Estimating Hydroponic Crop Production and Transplant Cycles
Avoiding Common Mistakes in Calculating Production Potential
Yeah, I know, this post is slightly more technical, and far less fun than some of the others, but these simple calculations are important, and can help you to avoid some common mistakes that people often make when designing a hydroponic or aquaponic system.
When setting out to construct a hydroponic or aquaponic growing system, determining the volume of crops that the system you have designed could grow, also referred to as the production potential of the system, is an important step in assessing the feasibility of the facility. If you intend on constructing a growing facility for commercial production, properly projecting harvest volumes is key to determining revenue potentials, market viability, and return on capital for various off-take scenarios, crop types, or system configurations. In this post, we are going to walk through some simple formulas that can be used to estimate harvest volumes for common crops, and to establish a stable crop rotation.

INFORMATION SHOWN:
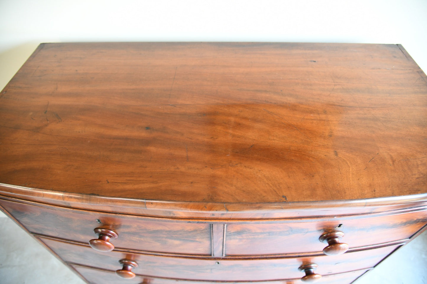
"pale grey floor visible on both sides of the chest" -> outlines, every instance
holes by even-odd
[[[84,284],[0,212],[1,284]],[[427,231],[355,284],[427,284]]]

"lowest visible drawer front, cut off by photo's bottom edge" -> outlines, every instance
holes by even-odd
[[[177,280],[177,279],[167,279],[167,278],[155,278],[148,276],[137,275],[133,279],[121,279],[118,278],[114,272],[97,270],[90,267],[72,265],[72,267],[80,273],[90,284],[209,284],[218,282],[209,282],[209,281],[186,281],[186,280]],[[328,284],[343,284],[351,283],[357,278],[359,278],[366,270],[357,270],[352,272],[327,275],[322,277],[316,283],[328,283]],[[286,281],[286,282],[284,282]],[[281,279],[280,281],[256,281],[256,282],[221,282],[227,284],[299,284],[303,283],[298,279]]]

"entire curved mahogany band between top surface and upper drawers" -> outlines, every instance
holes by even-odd
[[[101,212],[147,217],[171,217],[174,219],[267,220],[290,216],[304,218],[320,214],[323,216],[354,216],[357,214],[374,214],[396,209],[427,206],[427,193],[363,200],[281,203],[201,203],[95,196],[0,183],[0,195],[74,209],[90,208],[91,210]]]

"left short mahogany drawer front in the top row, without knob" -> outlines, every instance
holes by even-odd
[[[149,252],[211,255],[211,226],[202,223],[168,222],[83,210],[50,209],[0,200],[3,206],[32,233],[88,243],[97,238],[94,229],[112,229],[116,248]]]

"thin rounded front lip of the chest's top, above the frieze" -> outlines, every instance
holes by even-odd
[[[57,205],[86,205],[86,206],[108,206],[128,209],[146,209],[162,211],[181,212],[204,212],[204,213],[239,213],[239,212],[276,212],[276,211],[304,211],[304,210],[327,210],[345,207],[366,208],[403,205],[410,203],[427,202],[426,194],[414,194],[392,197],[375,197],[360,200],[322,200],[307,202],[282,202],[282,203],[214,203],[214,202],[189,202],[173,200],[146,200],[123,197],[108,197],[100,195],[76,194],[58,192],[46,189],[29,188],[18,185],[0,183],[0,195],[15,197],[30,201],[44,200],[44,203]]]

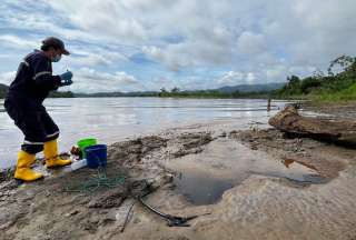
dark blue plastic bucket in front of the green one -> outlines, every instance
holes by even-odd
[[[107,146],[106,144],[95,144],[86,148],[87,154],[87,166],[88,168],[98,168],[107,166]]]

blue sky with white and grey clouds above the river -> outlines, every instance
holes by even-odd
[[[1,0],[0,82],[48,36],[76,92],[283,82],[356,56],[355,16],[355,0]]]

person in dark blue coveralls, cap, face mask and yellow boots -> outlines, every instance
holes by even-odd
[[[60,76],[52,74],[52,62],[58,62],[62,54],[69,56],[69,52],[60,39],[44,39],[41,50],[34,50],[23,58],[7,93],[4,108],[24,134],[14,172],[18,180],[34,181],[43,178],[41,173],[31,170],[36,153],[42,150],[47,168],[71,163],[58,156],[59,129],[42,104],[50,91],[72,83],[70,71]]]

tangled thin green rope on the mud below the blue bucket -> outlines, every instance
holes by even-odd
[[[101,187],[117,188],[125,182],[126,177],[119,176],[116,178],[109,178],[107,176],[106,168],[98,168],[97,176],[77,186],[66,186],[66,192],[95,192]]]

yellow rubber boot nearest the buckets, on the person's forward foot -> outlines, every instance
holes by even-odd
[[[47,168],[57,168],[71,164],[71,160],[60,159],[58,156],[58,144],[57,139],[52,141],[44,142],[44,159]]]

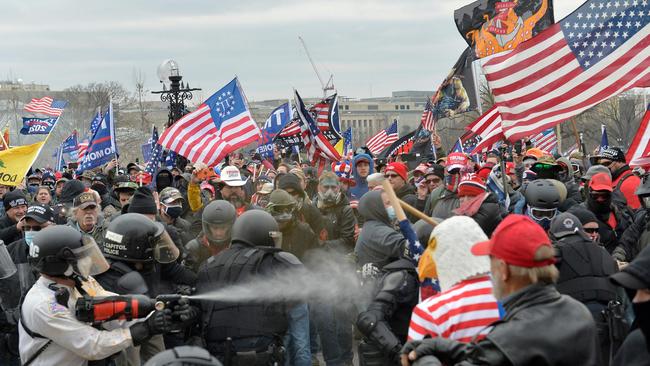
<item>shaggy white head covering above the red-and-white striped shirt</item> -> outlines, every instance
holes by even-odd
[[[467,216],[453,216],[431,232],[436,239],[433,260],[438,270],[440,290],[447,291],[455,284],[476,275],[490,272],[488,257],[471,253],[474,244],[488,240],[476,221]]]

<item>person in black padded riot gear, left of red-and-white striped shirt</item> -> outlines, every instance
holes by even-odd
[[[417,272],[413,263],[404,258],[381,269],[371,266],[374,267],[372,263],[366,264],[363,272],[376,274],[375,290],[370,305],[359,313],[356,323],[364,337],[359,343],[359,365],[395,365],[407,339],[411,312],[418,303]]]

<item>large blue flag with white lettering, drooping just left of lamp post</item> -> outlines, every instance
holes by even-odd
[[[79,165],[78,172],[93,169],[108,163],[118,155],[117,144],[115,143],[115,121],[113,120],[113,105],[109,105],[108,112],[104,115],[102,122],[97,126],[84,160]]]

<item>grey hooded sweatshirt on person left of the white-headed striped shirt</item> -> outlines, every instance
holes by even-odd
[[[374,263],[379,268],[402,257],[406,238],[393,228],[388,218],[381,192],[371,191],[359,201],[359,213],[366,220],[354,248],[357,263],[361,267]]]

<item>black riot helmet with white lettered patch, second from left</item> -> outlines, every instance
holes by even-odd
[[[102,252],[107,258],[125,262],[170,263],[179,255],[165,227],[138,213],[123,214],[111,221]]]

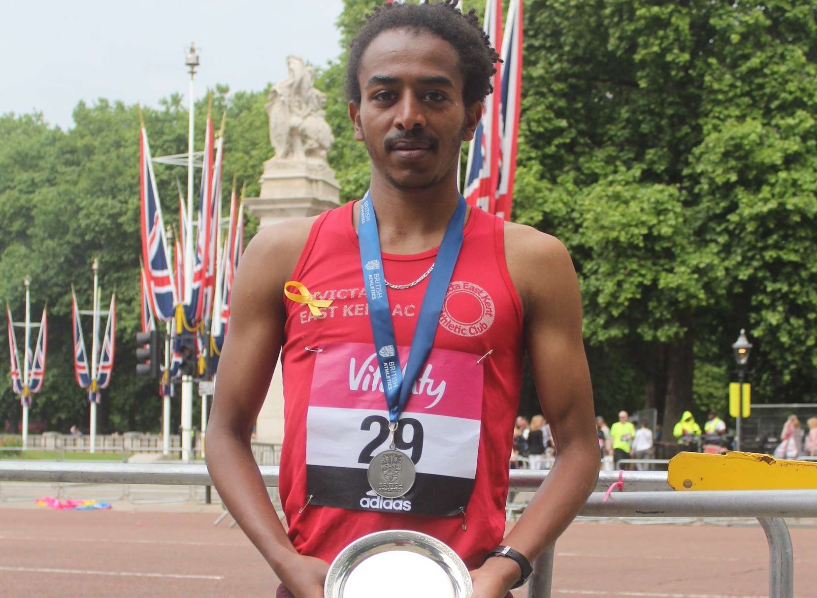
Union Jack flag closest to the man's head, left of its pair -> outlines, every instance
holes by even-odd
[[[502,42],[502,0],[486,0],[484,31],[493,47]],[[498,90],[502,78],[497,71],[491,82],[493,93],[484,101],[484,112],[468,147],[465,190],[468,203],[486,212],[496,212],[496,191],[499,178],[499,102]]]

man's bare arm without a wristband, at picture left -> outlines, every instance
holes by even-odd
[[[250,439],[283,342],[283,283],[292,273],[310,224],[311,220],[299,220],[271,227],[257,234],[244,252],[207,431],[208,471],[221,499],[292,591],[298,568],[320,565],[304,563],[289,542],[252,457]],[[296,596],[313,595],[323,592]]]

YOUR GOAL:
In the text on hydroponic crop production:
(a) What term is given for the volume of crops a designed system could grow?
(b) Besides hydroponic systems, what kind of growing system does the text mention?
(c) What two things are the simple formulas in the post meant to do?
Draw every answer from the text on hydroponic crop production alone.

EXERCISE RESPONSE:
(a) The production potential of the system.
(b) Aquaponic systems.
(c) Estimate harvest volumes for common crops and establish a stable crop rotation.